━━━ SUPPLIED RECORDS

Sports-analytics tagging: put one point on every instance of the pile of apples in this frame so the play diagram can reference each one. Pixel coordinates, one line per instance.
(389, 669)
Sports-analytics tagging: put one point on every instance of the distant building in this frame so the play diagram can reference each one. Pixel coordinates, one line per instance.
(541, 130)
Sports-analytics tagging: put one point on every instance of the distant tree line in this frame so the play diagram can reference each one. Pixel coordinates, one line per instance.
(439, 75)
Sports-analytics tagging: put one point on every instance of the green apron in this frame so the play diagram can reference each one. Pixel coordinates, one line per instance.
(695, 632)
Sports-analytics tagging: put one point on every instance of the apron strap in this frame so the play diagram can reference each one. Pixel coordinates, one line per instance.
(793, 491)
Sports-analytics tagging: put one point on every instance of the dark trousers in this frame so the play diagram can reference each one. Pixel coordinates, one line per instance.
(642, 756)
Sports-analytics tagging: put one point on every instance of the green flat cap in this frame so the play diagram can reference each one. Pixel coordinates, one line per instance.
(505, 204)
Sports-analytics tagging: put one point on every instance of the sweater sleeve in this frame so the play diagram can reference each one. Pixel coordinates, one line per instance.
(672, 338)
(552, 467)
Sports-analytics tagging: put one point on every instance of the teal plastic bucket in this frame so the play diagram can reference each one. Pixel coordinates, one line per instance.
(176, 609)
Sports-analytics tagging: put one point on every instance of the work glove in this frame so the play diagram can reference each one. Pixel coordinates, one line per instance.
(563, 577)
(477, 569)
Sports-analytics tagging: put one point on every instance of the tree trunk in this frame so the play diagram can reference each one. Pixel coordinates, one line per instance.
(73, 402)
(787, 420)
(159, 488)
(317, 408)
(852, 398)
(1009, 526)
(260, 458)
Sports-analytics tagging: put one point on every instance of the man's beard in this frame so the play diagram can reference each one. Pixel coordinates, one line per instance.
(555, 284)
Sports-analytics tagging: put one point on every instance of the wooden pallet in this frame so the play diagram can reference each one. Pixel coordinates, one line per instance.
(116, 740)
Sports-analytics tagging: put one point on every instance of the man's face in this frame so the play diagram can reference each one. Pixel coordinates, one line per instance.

━━━━━━

● BRIEF: A complete, exact copy of the material is required.

● TASK OUTPUT:
Sports-analytics tagging: put one point on every instance of the pile of apples in this frame so the play diagram can reference each one. Pixel coordinates, one line per instance.
(389, 669)
Sports-analytics tagging: put one point on every instance of the distant building in this frame so the play diagram can reference each one. Pixel coordinates, one line per instance.
(541, 130)
Sports-analytics tagging: put one point on every instance of the distant tree line in this frame so the play diagram can reference each one. Pixel coordinates, one line per instance.
(439, 75)
Sports-analytics tagging: put one point on every instance of the green apron in this frame so the play diagram can reference each one. Pixel coordinates, one line per instance.
(695, 632)
Sports-analytics tagging: put one point on every instance of the apron strap in this frame so the play diagram can reference each one. Pixel coordinates, one line per instance.
(793, 491)
Sports-analytics tagging: put one point on every instance of the dark trousers in this frame so the play diagram can reference each one. Pixel coordinates, one line per instance.
(642, 756)
Sports-analytics tagging: put one point on every instance of the green flat cap in this frame so the play diagram can reference each one. Pixel coordinates, one line per instance.
(505, 204)
Sports-analytics tagging: put one point on every instance of the sweater sleeve in this frame so the play diagram can reference each one. Pixel coordinates, one line per instance.
(672, 338)
(552, 467)
Sports-analytics tagging: put one point on every instance of the teal plastic bucket in this frame so the play diagram can reference each one. Pixel coordinates, one line per instance.
(176, 609)
Sports-analytics tagging: put one point on every instance of the work glove in this frame so the play diagram can reference each one. Pixel coordinates, one line per instance.
(563, 577)
(477, 569)
Sports-analytics tagging: put one point on every instance of the tree trunk in this frame so the play diagram can reference each one. Pixel coordinates, one line per instance.
(73, 402)
(787, 420)
(159, 488)
(317, 408)
(852, 398)
(1009, 526)
(260, 458)
Sports-analytics tagging: put one point on every instance of the man's beard in this frame so the play diagram can reference each one. Pixel coordinates, one line per instance.
(555, 284)
Sports-analytics tagging: put one point on every instance of the wooden pallet in this frame so the play diagram can reference each one. Pixel coordinates, one line per instance.
(116, 740)
Sports-analytics tagging: put one point on every instance of the man's face in this frame so the play diagram can reference each one. Pixel coordinates, one line per instance.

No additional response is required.